Given task 1:
Using the presentation on trafficking in persons, say whether each statement agrees with it, answering yes or no and quoting the deciding words.
(a) Hon J. B. Dauda was absent because he was chairing a meeting on a proposed multi-purpose ID card system.
(b) The meeting took place at the Ministry of Internal Affairs.
(c) The speaker identifies the Police and Immigration as the frontline personnel in the fight against human trafficking.
Given task 2: Reproduce the presentation on trafficking in persons from "During the State" to "of our commitment.", altering "second term" to "new term".
Given task 3:
Answer these questions from the presentation on trafficking in persons.
(a) On what day and date was the meeting held?
(b) Which US body does the speaker compare the ministry to?
(c) The speaker calls the fight against human trafficking a fight for which three things?

Text excerpt:
* start *

Inter-Ministerial Committee Meeting On Trafficking In Persons
Presentation By Sheka Tarawalie, Deputy Minister Of Internal Affairs, At The Inter-Ministerial Committee Meeting On Trafficking In Persons, Held At The Residence Of The American Ambassador To Sierra Leone On Thursday 27th June 2013
Mr Ambassador, Colleague ministers, international and local stakeholders in the fight against human trafficking, distinguished ladies and gentlemen
I am representing my minister, Hon J. B. Dauda, because he has some other equally important function to perform, namely he is chairing a meeting on the proposed multi-purpose ID card system. His absence does not in any way mean he does not attach great importance to this meeting. In fact he believes that sending me, a younger person, would send the message that he sees the future of our country in what this meeting stands for.
As the ministry responsible for the internal security of this country (just as the US has the Department for Homeland Security and the UK has the Home Office), it is obvious that the subject of human trafficking, like all other odds in the society, should be of great concern and interest to us. The fight against human trafficking will not succeed without the total involvement and commitment of the Ministry of Internal Affairs. The main reason being that, it is personnel of institutions under our ministry – primarily the Police and Immigration – that are the frontline foot-soldiers in this fight.
The fight against human trafficking is a fight for our dignity, a fight for our integrity, and a fight for our humanity. We cannot afford to lose it. This is why we heartily welcome the upgrading of Sierra Leone’s status from the Two Tier Watch-list to the Two Tie category, underlining the efforts we have put into this fight.
During the State Opening of Parliament at the beginning of his second term, President Ernest Bai Koroma made it very clear that all Sierra Leoneans would enjoy more freedoms and constitutional rights under his regime than in previous administrations. And this result on our fight against human trafficking is the outcome of our commitment.
We however will not feel satisfied, we will not be satisfied, until we drastically minimize if not totally eliminate this scourge.

* end *

Dataset entries:
* start *

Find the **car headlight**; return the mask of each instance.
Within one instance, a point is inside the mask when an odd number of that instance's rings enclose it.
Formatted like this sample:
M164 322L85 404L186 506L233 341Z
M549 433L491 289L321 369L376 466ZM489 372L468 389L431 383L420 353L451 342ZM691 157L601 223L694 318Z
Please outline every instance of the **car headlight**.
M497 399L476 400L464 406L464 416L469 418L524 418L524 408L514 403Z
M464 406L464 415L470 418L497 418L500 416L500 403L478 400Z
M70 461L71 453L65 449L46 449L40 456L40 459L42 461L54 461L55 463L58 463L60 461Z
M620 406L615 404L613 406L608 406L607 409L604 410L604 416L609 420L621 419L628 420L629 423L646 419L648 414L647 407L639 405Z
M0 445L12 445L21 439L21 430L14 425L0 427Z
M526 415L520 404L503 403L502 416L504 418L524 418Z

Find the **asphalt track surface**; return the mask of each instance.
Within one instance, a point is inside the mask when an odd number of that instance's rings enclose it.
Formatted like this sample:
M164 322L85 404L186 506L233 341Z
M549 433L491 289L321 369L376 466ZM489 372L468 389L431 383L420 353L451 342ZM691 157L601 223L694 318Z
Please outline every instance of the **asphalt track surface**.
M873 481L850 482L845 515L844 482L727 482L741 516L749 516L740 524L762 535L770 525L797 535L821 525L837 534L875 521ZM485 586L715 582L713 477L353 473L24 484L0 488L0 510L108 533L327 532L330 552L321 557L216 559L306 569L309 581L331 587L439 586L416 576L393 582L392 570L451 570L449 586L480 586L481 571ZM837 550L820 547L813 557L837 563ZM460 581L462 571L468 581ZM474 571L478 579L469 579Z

* end *

Written answer 1:
(a) Yes: "he is chairing a meeting on the proposed multi-purpose ID card system"
(b) No: "Held At The Residence Of The American Ambassador To Sierra Leone"
(c) Yes: "primarily the Police and Immigration – that are the frontline foot-soldiers in this fight"

Written answer 2:
During the State Opening of Parliament at the beginning of his new term, President Ernest Bai Koroma made it very clear that all Sierra Leoneans would enjoy more freedoms and constitutional rights under his regime than in previous administrations. And this result on our fight against human trafficking is the outcome of our commitment.

Written answer 3:
(a) Thursday 27th June 2013
(b) The Department for Homeland Security
(c) Our dignity, our integrity, and our humanity